**Task set:**
a) Please retype the part of the Memorial Day reflection that opens with the words containing "We remember their" and closes with "in this life.".
b) Answer these questions from the Memorial Day reflection:
(i) Which day is called a powerful reminder of what those who serve did over the centuries?
(ii) Where has the writer never been?
(iii) Wilfred Owen is named as one of the great war poets of which war?

**Quoted passage:**
== Segment start ==

It is well to honor the nobility and sacrifice of those who serve. Memorial Day is a powerful reminder of what those men and women did over the centuries.
We remember their honor, their courage, their persistence in trial. We remember the devotion to country, to cause; or simply to one another.
We remember the way they were torn from families and friends, never to return in this life.
But amidst flags, bugles and lines of white markers, we do well to remember that they endured all too much misery along the way.
I have seen death of various flavors over and over, from car crash and cardiac event, from infection and overdose, from knife and gun. But I have never been to war. So I have never seen it wholesale the way war brings it.
So I offer my deepest regards to all of those who lost loved ones in war. And to those who suffered its miseries and died. And also, to all those who witnessed it, who tried to stop it, who stood at the side of the wounded trying in vain to keep them in the land of the living a bit longer.
This poem by Wilfred Owen, one of the great war poets of WWI, is a powerful reminder that suffering stands in stark contrast to the way we often sanitize death in combat.

== Segment end ==

**Data extract:**
== Segment start ==

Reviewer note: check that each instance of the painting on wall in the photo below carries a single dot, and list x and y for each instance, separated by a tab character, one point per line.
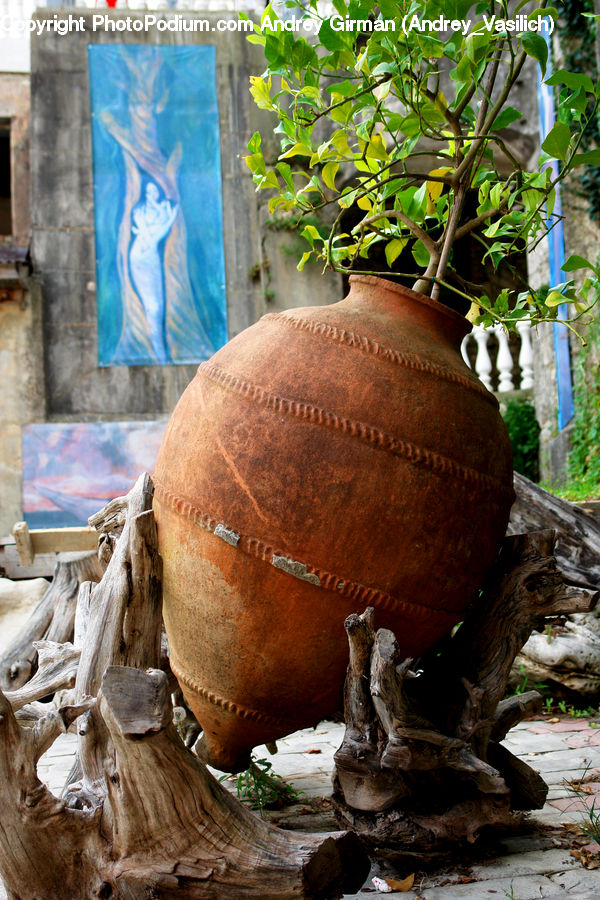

== Segment end ==

**Solutions by task:**
a)
We remember their honor, their courage, their persistence in trial. We remember the devotion to country, to cause; or simply to one another.
We remember the way they were torn from families and friends, never to return in this life.

b)
(i) Memorial Day
(ii) To war
(iii) WWI